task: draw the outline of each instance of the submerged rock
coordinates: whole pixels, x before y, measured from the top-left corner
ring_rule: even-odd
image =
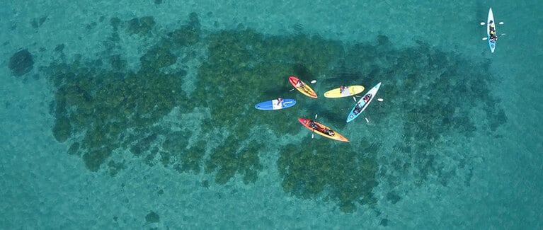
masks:
[[[27,49],[16,52],[9,59],[8,67],[16,76],[24,75],[34,67],[32,54]]]

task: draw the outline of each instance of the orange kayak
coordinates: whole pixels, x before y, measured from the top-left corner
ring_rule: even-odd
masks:
[[[316,93],[315,93],[315,91],[313,90],[313,88],[311,88],[309,86],[304,84],[304,81],[302,81],[302,80],[298,79],[298,78],[291,76],[288,77],[289,81],[290,81],[290,84],[292,84],[292,86],[297,89],[300,93],[304,93],[304,95],[310,97],[316,98]]]
[[[319,134],[323,137],[326,137],[330,139],[335,139],[336,141],[340,142],[348,142],[349,140],[347,138],[345,138],[345,137],[340,134],[338,132],[333,131],[332,129],[329,128],[328,127],[322,125],[321,123],[319,123],[314,120],[311,120],[307,118],[298,118],[298,120],[299,121],[302,125],[304,125],[305,127],[309,129],[309,130],[311,130],[316,133],[317,134]]]

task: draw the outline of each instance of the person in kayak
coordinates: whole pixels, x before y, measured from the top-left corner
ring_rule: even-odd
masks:
[[[494,21],[492,20],[488,22],[488,29],[490,30],[490,40],[496,42],[498,40],[498,36],[496,35],[496,27],[494,27]]]
[[[343,91],[345,91],[345,87],[343,85],[341,85],[341,86],[339,86],[339,93],[343,93]]]
[[[321,126],[319,125],[316,125],[316,123],[315,122],[314,122],[312,120],[309,120],[309,127],[311,129],[319,131],[319,132],[322,132],[323,130],[322,130],[322,128],[321,127]]]
[[[304,87],[304,83],[302,82],[302,81],[298,80],[298,82],[296,83],[296,87],[303,88]]]
[[[282,101],[283,101],[282,98],[277,98],[277,105],[280,105],[282,103]]]
[[[370,99],[371,99],[371,98],[372,98],[372,95],[371,94],[366,94],[364,96],[364,102],[367,103],[368,101],[370,101]]]
[[[324,129],[324,132],[326,133],[328,136],[333,136],[333,135],[336,134],[336,133],[334,133],[333,131],[332,131],[331,130],[326,129],[326,128]]]

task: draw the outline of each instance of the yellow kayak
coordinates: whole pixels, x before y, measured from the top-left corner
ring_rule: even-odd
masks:
[[[364,86],[345,86],[343,91],[340,88],[336,88],[332,90],[329,90],[324,93],[324,97],[330,98],[338,98],[343,97],[348,97],[357,95],[364,91]]]
[[[302,80],[298,79],[294,76],[289,76],[288,80],[290,81],[290,84],[292,84],[292,86],[297,89],[300,93],[304,93],[304,95],[308,97],[316,98],[316,93],[315,93],[315,91],[314,91],[313,88],[311,88],[309,86],[306,85]]]

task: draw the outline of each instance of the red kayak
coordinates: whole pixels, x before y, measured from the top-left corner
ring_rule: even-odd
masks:
[[[309,129],[309,130],[311,130],[312,132],[314,132],[317,134],[335,139],[336,141],[345,142],[349,142],[347,138],[345,138],[345,137],[342,136],[338,132],[333,131],[328,127],[319,123],[314,120],[302,117],[298,118],[298,120],[300,123],[302,123],[302,125],[304,125],[305,127]]]

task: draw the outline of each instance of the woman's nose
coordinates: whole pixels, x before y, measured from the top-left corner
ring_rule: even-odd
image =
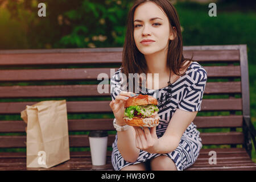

:::

EXERCISE: Rewrite all of the material above, replacing "draw the outline" with "trace the boundary" wherever it occurs and keeping everything else the same. Leave the pictures out of your version.

WRITTEN ANSWER:
task: trace the boundary of each instance of the submerged rock
coordinates: whole pixels, x before y, measured from the top-left corner
ring_rule: even-odd
image =
masks:
[[[27,49],[16,52],[9,59],[8,67],[16,76],[24,75],[34,67],[32,54]]]

task: trace the boundary of each instance of the orange kayak
coordinates: whole pixels, x before y, measured from the top-left corner
ring_rule: even-odd
masks:
[[[316,93],[315,93],[315,91],[313,90],[313,88],[311,88],[309,86],[304,84],[304,81],[302,81],[302,80],[298,79],[298,78],[291,76],[288,77],[289,81],[290,81],[290,84],[292,84],[292,86],[297,89],[300,93],[304,93],[304,95],[310,97],[316,98]]]
[[[319,134],[323,137],[326,137],[330,139],[335,139],[336,141],[340,142],[348,142],[349,140],[347,138],[345,138],[345,137],[340,134],[338,132],[333,131],[332,129],[329,128],[328,127],[322,125],[321,123],[319,123],[314,120],[311,120],[307,118],[298,118],[298,120],[299,121],[302,125],[304,125],[305,127],[309,129],[309,130],[311,130],[316,133],[317,134]]]

task: trace the boundary of each instance of the person in kayak
coordinates: whole pixels, x before y, measured from the top-left corner
ring_rule: even-odd
masks:
[[[494,21],[492,20],[488,22],[488,29],[490,30],[490,40],[496,42],[498,40],[498,36],[496,35],[496,27],[494,27]]]
[[[343,91],[345,91],[345,87],[343,85],[341,85],[341,86],[339,86],[339,93],[343,93]]]
[[[321,126],[319,125],[316,125],[316,123],[315,122],[314,122],[312,120],[309,120],[309,127],[311,129],[319,131],[319,132],[322,132],[323,130],[322,130],[322,128],[321,127]]]
[[[304,87],[304,83],[302,82],[302,81],[298,80],[298,82],[296,83],[296,87],[303,88]]]
[[[282,101],[283,101],[282,98],[277,98],[277,105],[280,105],[282,103]]]
[[[370,99],[371,99],[371,98],[372,98],[372,95],[371,94],[366,94],[364,96],[364,102],[367,103],[368,101],[370,101]]]
[[[324,129],[324,132],[326,133],[328,136],[333,136],[333,135],[336,134],[336,133],[334,133],[333,131],[332,131],[331,130],[326,129],[326,128]]]

task: trace the boundary of each instance of the yellow kayak
coordinates: whole pixels, x before y, measured from the top-left corner
ring_rule: even-odd
masks:
[[[364,86],[345,86],[343,91],[340,88],[336,88],[332,90],[329,90],[324,93],[324,97],[330,98],[338,98],[343,97],[348,97],[357,95],[364,91]]]
[[[302,80],[298,79],[294,76],[289,76],[288,80],[290,81],[290,84],[292,84],[292,86],[297,89],[300,93],[304,93],[304,95],[308,97],[316,98],[316,93],[315,93],[315,91],[314,91],[313,88],[311,88],[309,86],[306,85]]]

task: trace the boundary of each instance of the red kayak
coordinates: whole pixels, x before y, measured from the top-left corner
ring_rule: even-odd
masks:
[[[309,129],[309,130],[311,130],[312,132],[314,132],[317,134],[335,139],[336,141],[345,142],[349,142],[347,138],[345,138],[345,137],[342,136],[338,132],[333,131],[328,127],[319,123],[314,120],[302,117],[298,118],[298,120],[300,123],[302,123],[302,125],[304,125],[305,127]]]

task: trace the boundary of each instance of the woman's nose
coordinates: whole pixels, x before y, measured from the top-left corner
ring_rule: even-odd
image =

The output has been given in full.